== GOAL ==
Lay out the stretch of the listing below, from the line containing "Objective — one marker per instance of the man's gray" through the end of the listing, as a two-column CSV with the headers prompt_text and answer_points. Each row should pair one objective with its answer, each in a single quoted field and with line breaks replaced by spaces.

┄┄┄┄┄┄┄┄┄┄┄┄┄┄┄┄┄┄┄┄

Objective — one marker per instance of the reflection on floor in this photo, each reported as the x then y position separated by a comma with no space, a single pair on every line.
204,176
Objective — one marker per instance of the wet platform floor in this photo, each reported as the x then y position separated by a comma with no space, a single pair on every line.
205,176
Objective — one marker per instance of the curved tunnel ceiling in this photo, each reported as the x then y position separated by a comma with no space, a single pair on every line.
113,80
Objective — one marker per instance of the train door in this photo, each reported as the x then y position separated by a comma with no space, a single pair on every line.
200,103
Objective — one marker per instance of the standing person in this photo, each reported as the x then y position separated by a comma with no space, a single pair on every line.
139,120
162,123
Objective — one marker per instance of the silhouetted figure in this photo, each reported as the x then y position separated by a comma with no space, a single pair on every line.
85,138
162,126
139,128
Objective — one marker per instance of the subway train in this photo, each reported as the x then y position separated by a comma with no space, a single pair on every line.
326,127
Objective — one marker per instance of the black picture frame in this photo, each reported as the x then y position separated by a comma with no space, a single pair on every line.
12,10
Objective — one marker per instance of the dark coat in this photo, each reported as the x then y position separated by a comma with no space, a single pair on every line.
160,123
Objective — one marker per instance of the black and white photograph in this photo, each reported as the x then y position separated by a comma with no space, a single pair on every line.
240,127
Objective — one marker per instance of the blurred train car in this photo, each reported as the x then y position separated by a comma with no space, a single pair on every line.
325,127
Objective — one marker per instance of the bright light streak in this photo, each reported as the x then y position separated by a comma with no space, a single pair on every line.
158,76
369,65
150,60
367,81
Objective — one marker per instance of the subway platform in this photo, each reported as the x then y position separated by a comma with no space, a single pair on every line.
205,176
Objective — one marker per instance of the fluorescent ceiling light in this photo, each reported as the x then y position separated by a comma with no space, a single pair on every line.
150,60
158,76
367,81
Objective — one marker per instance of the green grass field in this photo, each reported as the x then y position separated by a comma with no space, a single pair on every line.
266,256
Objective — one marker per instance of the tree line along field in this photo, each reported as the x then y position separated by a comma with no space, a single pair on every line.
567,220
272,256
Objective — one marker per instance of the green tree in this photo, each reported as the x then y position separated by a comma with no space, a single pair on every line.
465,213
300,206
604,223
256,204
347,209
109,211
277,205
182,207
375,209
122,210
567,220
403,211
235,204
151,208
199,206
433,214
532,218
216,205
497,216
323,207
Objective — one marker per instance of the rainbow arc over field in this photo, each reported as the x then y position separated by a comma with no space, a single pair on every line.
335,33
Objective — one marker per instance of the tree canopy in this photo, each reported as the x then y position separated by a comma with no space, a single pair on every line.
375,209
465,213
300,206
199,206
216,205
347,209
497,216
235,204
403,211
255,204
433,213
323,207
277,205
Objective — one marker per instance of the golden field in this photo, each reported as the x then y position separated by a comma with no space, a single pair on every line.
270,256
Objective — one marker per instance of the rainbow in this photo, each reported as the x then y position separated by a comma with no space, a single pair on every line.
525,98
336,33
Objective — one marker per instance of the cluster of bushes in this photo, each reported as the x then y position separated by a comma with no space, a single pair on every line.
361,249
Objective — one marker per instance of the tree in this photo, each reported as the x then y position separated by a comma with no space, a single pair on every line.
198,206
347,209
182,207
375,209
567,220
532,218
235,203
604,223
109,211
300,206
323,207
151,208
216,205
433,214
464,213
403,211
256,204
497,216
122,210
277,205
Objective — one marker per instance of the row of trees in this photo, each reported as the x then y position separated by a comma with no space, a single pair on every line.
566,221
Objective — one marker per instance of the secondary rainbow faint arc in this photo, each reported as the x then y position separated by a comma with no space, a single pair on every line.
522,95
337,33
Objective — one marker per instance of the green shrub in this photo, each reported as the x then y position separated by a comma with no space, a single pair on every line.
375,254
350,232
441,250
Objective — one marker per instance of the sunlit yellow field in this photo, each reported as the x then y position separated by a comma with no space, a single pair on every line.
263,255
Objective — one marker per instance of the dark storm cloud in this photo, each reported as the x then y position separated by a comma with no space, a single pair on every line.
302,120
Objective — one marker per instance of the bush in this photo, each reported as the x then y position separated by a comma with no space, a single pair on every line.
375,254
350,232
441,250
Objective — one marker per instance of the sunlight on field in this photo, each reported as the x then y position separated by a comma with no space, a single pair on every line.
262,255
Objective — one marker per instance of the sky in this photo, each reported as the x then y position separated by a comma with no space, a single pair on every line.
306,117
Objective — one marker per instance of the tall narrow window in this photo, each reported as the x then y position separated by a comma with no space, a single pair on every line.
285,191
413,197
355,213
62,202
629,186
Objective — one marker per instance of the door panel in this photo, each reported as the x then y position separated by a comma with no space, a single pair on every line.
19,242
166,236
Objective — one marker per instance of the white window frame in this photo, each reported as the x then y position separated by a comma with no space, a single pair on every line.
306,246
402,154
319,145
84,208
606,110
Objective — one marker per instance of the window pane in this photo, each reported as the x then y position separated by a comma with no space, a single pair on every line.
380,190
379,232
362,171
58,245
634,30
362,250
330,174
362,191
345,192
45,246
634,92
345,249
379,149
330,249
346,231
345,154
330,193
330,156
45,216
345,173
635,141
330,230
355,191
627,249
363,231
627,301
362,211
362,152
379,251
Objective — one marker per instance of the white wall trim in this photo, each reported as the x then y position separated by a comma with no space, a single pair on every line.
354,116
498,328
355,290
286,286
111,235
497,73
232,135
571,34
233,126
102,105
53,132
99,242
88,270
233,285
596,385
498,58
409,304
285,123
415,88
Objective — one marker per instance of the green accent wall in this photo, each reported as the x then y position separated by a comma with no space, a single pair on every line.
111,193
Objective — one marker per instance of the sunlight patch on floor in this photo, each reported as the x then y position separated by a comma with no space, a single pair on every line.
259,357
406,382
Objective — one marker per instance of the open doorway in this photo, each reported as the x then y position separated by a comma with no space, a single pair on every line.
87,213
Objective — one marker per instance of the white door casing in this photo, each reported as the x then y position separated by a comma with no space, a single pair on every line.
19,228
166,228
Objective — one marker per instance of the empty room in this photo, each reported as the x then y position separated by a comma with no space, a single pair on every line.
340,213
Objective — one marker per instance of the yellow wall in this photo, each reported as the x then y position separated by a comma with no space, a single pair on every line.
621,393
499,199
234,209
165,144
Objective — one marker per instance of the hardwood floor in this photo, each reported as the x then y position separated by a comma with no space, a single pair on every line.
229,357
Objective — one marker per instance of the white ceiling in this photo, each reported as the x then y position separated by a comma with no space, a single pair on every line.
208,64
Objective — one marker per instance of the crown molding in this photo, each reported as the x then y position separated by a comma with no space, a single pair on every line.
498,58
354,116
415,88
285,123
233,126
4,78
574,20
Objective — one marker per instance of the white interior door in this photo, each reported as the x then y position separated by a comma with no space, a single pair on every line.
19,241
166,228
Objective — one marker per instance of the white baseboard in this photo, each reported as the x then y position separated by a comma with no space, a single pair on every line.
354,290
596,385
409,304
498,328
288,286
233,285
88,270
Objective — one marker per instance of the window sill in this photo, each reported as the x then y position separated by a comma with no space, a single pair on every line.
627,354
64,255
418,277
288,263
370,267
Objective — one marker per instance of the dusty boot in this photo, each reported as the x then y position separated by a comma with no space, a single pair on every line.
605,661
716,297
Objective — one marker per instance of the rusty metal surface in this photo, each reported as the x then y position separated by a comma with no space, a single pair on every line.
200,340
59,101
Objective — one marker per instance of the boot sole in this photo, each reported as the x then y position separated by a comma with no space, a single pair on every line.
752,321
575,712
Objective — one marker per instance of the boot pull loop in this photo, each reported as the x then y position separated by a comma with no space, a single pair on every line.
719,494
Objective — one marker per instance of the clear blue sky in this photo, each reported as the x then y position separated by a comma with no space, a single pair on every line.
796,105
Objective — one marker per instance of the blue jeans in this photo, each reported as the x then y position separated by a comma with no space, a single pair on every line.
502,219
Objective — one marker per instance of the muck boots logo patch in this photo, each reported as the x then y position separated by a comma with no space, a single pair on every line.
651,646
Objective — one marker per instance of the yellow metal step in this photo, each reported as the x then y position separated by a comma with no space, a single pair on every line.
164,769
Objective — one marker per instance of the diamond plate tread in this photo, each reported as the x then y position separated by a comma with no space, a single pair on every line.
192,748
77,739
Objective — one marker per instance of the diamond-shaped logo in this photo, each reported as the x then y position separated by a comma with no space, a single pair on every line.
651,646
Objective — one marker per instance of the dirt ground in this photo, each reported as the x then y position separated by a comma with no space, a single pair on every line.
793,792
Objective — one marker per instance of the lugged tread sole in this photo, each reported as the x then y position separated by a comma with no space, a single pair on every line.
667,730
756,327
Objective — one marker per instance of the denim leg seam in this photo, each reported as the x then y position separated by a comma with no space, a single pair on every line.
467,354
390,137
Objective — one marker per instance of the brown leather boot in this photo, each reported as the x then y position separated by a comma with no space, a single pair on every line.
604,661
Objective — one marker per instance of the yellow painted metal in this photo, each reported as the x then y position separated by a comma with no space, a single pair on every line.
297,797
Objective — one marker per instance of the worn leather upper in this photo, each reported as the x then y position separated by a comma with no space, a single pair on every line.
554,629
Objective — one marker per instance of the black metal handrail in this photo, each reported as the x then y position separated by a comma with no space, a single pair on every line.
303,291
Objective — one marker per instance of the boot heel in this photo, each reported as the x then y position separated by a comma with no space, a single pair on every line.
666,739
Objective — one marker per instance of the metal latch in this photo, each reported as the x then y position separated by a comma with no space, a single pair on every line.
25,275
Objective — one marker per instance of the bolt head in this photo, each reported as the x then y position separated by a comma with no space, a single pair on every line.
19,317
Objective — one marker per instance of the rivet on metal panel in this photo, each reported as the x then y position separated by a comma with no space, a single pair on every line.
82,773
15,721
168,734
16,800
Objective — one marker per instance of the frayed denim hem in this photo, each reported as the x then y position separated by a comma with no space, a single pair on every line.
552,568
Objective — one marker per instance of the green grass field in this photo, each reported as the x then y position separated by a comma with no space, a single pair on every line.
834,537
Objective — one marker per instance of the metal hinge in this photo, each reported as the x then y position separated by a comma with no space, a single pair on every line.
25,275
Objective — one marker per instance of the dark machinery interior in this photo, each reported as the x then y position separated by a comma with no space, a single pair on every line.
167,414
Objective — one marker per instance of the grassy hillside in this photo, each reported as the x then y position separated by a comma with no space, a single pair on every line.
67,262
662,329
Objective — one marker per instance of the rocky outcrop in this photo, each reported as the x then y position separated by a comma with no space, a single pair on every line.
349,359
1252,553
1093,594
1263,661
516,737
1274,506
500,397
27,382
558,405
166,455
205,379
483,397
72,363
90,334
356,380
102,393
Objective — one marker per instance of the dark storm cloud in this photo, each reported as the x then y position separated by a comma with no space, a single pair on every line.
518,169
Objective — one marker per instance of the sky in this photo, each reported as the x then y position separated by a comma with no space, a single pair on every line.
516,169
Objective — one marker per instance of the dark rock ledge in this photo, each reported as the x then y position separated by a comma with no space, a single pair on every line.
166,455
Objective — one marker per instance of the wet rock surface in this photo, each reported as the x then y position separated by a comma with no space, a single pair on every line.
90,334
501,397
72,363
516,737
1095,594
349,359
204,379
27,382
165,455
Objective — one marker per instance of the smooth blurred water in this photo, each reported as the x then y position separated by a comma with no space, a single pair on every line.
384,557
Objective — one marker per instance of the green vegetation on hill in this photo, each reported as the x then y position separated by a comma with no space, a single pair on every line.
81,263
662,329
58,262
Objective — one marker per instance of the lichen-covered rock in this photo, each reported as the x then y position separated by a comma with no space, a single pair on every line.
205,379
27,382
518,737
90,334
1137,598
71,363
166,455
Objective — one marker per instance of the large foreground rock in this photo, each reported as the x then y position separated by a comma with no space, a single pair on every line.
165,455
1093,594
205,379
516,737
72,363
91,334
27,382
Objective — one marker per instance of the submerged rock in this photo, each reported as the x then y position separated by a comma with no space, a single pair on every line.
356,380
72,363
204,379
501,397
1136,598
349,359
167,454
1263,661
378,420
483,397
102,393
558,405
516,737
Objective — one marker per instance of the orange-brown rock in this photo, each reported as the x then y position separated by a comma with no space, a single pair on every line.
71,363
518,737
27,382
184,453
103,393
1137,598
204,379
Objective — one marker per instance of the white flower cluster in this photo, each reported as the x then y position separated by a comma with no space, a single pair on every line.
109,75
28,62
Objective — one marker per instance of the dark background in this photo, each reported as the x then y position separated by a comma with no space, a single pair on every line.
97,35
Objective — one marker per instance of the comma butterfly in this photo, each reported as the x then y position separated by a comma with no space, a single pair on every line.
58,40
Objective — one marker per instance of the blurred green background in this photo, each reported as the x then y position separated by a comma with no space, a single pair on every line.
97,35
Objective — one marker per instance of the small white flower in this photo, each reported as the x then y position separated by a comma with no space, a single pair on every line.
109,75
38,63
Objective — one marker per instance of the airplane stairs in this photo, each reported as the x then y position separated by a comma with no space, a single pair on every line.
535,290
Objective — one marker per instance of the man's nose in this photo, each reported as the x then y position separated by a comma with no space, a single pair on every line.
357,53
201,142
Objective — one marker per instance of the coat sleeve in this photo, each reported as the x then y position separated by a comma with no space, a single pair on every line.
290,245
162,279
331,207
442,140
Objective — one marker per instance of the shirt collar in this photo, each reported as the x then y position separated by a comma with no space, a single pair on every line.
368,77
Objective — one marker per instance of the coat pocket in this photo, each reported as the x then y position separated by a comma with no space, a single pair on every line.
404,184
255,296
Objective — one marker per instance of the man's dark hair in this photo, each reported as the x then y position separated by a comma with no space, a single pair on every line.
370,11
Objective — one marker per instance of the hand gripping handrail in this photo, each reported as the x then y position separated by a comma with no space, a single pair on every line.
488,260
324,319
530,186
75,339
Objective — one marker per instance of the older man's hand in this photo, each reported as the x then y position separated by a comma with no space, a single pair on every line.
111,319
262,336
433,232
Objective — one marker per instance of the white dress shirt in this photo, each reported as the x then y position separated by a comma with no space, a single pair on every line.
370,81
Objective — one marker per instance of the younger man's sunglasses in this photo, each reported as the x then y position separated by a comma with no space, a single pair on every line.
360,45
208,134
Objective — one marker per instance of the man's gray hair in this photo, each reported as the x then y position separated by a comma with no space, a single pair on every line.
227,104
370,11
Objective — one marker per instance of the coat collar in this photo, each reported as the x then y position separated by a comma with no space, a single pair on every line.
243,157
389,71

┄┄┄┄┄┄┄┄┄┄┄┄┄┄┄┄┄┄┄┄

== WRITTEN ANSWER ==
prompt_text,answer_points
"Objective — one marker per instance of the man's gray hair in this photo, each reported as the x then y position separated by a comma with no space, a single pair on every line.","227,104 370,11"
"Objective — one marker per instance of the coat collar in this photo, each reported as the x then y position separated by a comma with no space, a single pair on every line.","243,157 389,71"